彼はこれまで、「万博に個人が出店するなんて聞いたこともない」「なんで個人でやるの?」と言われ続けている。ほぼ全員から反対されてきた。

それでも挑戦を続ける姿勢は、周囲の心を揺さぶるものがあったのではないか。しかも、酒井さん、清水さんと一点突破で訴えるため、「自分が協力しなくては」と協力せざるをえなかったのではないかと。野口さんの作戦勝ちだったのかもしれない。

「一個人が8人集まった力で万博でお店ができたことが、僕は面白いと思う。普通は絶対無理ですよね。次にもし万博のようなイベントがあれば、もっといいものができると確信しています」

とんかつ乃ぐち
野口さんは控えめで、常に口元に微笑を浮かべている。けれど、その内側には強大な「巻き込み力」と反骨精神が秘められている(筆者撮影)

「ストーリー性」も演出していた

ここまで野口さんの話を聞いていて、筆者が1つ気になったことがある。穿った見方かもしれないが、あまりに「できすぎたストーリー」であることだ。「借金を抱えて、家賃2万円の“おんぼろアパート”で店を開店、そこから個人店として唯一万博へ挑戦」って、そのままドラマになりそうな話だ。

◆ 以下の設問:
A – 本文について、次の問いに答えよ。
(i) 野口さんが言われ続けてきた言葉として、本文に挙げられているものは何か。
(ii) 野口さんの話では、何人が集まった力で万博に店を出せたのか。
(iii) 筆者が「できすぎたストーリー」と見る話では、店を開いたアパートの家賃はいくらか。
B – 本文に「さん」を付けて名前が出てくる人物を、すべて書き出せ。
C – 野口さんの万博出店をめぐる本文を、最後の文に続けて書き進めよ。

◆ データ抜粋:
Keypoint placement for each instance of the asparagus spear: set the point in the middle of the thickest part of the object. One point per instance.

◆ 設問の解答:
A –
(i) 「万博に個人が出店するなんて聞いたこともない」と「なんで個人でやるの?」である。
(ii) 8人である。
(iii) 2万円である。

B – 野口さん、酒井さん、清水さん

C –
とんかつ乃ぐち
「お化け屋敷」と呼ばれた“おんぼろアパート”で営業していた中津の店(写真提供:とんかつ乃ぐち)

だから、「もしかしたら、誰かがマーケティングを意識して裏で絵を描いていたのでは?」という考えが頭をかすめた。失礼を承知ながら聞いたところ、「テレビで取り上げられそうな、ドラマチックな面白いストーリーを描くことはイメージしていました」と野口さんはあっさり認めた。ピンチの連続のなかでそんな計算もあったとは。驚いた。

今回『とんかつ乃ぐち』を取材をしようと決めた筆者自身、野口さんの戦略にまんまと乗せられた一人かもしれない。